:: TEXT BLOCK ::

####################

The Center appointed Warwick A. Rothnie as the sole panelist in this matter on April 4, 2024. The Panel
finds that it was properly constituted. The Panel has submitted the Statement of Acceptance and Declaration
of Impartiality and Independence, as required by the Center to ensure compliance with the Rules,
paragraph 7.
As filed, the Complaint included what was said to be an example of the Complainant’s portfolio of registered
trademarks. The documentation included as an Annex to the Complaint, however, appeared to indicate that
the registration had expired. When the Panel reviewed the TM View database to confirm the trademark’s
status, it appeared that the Complainant may in fact hold currently registered trademarks. The Complaint
also claimed that its service was in use under the trademark in 400 aircraft around the world.
As it was possible that the Respondent had chosen not to file a Response on the basis of the apparently expired registration included in the Complaint (contrary to what appeared to be the case on the TM View database), the Panel issued a Procedural Order pursuant to paragraph 12 of the Rules inviting the
Complainant to file a supplemental filing addressing specified issues and providing the Respondent with an opportunity to file a supplemental filing in response if the Complainant availed itself of the invitation.

####################

:: SUPPLIED MATERIAL ::

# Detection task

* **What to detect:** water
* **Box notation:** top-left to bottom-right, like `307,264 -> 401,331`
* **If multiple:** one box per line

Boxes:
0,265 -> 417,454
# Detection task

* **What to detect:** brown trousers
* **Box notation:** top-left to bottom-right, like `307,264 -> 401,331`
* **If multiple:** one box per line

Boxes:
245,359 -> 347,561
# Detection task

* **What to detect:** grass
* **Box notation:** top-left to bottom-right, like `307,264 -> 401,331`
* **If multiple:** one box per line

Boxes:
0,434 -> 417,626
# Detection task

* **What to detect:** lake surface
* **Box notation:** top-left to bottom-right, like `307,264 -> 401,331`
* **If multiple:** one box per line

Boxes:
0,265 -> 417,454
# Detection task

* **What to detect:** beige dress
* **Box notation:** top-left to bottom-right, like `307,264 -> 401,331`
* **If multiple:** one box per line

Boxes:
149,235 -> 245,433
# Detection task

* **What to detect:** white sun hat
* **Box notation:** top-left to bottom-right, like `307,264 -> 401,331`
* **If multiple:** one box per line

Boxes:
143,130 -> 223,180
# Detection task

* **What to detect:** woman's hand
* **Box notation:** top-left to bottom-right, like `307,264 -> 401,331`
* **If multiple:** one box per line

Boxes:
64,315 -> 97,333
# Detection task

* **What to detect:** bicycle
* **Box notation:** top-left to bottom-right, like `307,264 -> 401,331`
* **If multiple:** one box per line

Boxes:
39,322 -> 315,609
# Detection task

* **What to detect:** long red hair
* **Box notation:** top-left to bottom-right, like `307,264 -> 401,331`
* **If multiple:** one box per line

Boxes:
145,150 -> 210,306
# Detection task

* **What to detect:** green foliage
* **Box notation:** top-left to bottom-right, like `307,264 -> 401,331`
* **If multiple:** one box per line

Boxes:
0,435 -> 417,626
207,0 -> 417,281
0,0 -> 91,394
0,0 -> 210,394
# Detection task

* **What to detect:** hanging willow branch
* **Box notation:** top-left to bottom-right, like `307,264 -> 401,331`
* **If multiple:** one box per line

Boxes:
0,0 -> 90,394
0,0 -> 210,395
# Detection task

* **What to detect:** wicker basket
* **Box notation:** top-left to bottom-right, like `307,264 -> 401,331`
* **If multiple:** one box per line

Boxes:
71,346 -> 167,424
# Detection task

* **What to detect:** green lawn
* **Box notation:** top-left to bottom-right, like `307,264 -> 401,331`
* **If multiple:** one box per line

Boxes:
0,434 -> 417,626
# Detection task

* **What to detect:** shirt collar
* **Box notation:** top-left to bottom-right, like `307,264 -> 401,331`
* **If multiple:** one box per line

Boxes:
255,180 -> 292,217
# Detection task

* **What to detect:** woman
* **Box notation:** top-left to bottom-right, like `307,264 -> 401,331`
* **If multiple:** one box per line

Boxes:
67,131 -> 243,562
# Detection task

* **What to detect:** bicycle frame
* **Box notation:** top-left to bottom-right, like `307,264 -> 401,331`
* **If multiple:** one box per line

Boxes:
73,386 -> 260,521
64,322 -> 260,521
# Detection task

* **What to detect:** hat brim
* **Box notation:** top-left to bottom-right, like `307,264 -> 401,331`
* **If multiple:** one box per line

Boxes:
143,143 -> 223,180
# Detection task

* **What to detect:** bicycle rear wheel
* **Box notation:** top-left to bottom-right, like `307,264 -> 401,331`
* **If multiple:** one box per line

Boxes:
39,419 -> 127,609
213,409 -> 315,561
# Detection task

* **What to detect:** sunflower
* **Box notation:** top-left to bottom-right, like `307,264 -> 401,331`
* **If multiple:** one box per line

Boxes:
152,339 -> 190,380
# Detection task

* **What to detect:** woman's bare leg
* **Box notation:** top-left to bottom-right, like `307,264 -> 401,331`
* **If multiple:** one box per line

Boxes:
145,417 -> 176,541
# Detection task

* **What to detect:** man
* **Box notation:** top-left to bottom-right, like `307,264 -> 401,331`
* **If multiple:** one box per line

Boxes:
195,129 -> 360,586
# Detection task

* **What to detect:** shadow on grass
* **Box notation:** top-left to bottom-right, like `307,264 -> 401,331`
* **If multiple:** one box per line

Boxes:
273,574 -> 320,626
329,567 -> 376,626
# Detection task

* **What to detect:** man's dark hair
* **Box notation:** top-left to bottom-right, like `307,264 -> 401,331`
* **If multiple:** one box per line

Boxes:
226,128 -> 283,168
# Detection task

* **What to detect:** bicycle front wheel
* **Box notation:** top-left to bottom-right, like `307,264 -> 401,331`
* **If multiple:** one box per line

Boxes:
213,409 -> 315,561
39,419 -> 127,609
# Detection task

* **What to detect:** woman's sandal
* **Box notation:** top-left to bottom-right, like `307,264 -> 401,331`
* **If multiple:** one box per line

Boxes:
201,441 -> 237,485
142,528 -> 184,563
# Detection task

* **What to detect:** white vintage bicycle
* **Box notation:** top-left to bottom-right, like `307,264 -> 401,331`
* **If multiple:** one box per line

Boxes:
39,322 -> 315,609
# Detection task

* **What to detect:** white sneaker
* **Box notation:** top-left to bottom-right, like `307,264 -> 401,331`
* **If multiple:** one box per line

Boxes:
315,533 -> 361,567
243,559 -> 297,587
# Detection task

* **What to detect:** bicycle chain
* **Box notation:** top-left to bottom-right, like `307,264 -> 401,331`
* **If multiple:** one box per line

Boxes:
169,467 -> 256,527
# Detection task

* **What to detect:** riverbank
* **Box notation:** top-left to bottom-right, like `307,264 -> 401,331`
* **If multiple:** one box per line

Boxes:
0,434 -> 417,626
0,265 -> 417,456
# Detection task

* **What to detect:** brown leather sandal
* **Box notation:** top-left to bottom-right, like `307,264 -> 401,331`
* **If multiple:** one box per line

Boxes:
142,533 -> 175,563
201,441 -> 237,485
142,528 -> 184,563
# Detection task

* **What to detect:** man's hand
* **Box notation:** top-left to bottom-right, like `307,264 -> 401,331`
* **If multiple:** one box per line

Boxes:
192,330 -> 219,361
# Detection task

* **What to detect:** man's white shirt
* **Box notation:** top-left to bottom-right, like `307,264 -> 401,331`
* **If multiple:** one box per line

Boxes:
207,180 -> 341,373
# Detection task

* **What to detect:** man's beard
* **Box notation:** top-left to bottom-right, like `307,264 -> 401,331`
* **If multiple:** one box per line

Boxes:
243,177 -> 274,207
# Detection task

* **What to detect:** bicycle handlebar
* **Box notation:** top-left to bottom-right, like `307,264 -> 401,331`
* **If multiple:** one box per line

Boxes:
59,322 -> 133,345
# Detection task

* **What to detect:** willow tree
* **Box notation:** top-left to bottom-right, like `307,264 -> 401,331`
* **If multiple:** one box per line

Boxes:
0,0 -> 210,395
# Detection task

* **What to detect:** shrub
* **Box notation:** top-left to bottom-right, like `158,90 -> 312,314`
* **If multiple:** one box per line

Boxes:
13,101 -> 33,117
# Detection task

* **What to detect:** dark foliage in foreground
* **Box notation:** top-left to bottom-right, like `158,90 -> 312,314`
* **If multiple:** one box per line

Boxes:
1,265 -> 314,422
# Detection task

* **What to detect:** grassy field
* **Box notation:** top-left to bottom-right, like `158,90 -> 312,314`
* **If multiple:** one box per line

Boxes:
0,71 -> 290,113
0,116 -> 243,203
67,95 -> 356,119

####################

:: TASKS ::
[a] Give every number written in digits in the Panel passage, in the order they appear.
[b] Quote the Panel passage from "The Center appointed" up to and including "around the world.".

:: SOLVED TASKS ::
[a]
4
2024
7
400
12

[b]
The Center appointed Warwick A. Rothnie as the sole panelist in this matter on April 4, 2024. The Panel
finds that it was properly constituted. The Panel has submitted the Statement of Acceptance and Declaration
of Impartiality and Independence, as required by the Center to ensure compliance with the Rules,
paragraph 7.
As filed, the Complaint included what was said to be an example of the Complainant’s portfolio of registered
trademarks. The documentation included as an Annex to the Complaint, however, appeared to indicate that
the registration had expired. When the Panel reviewed the TM View database to confirm the trademark’s
status, it appeared that the Complainant may in fact hold currently registered trademarks. The Complaint
also claimed that its service was in use under the trademark in 400 aircraft around the world.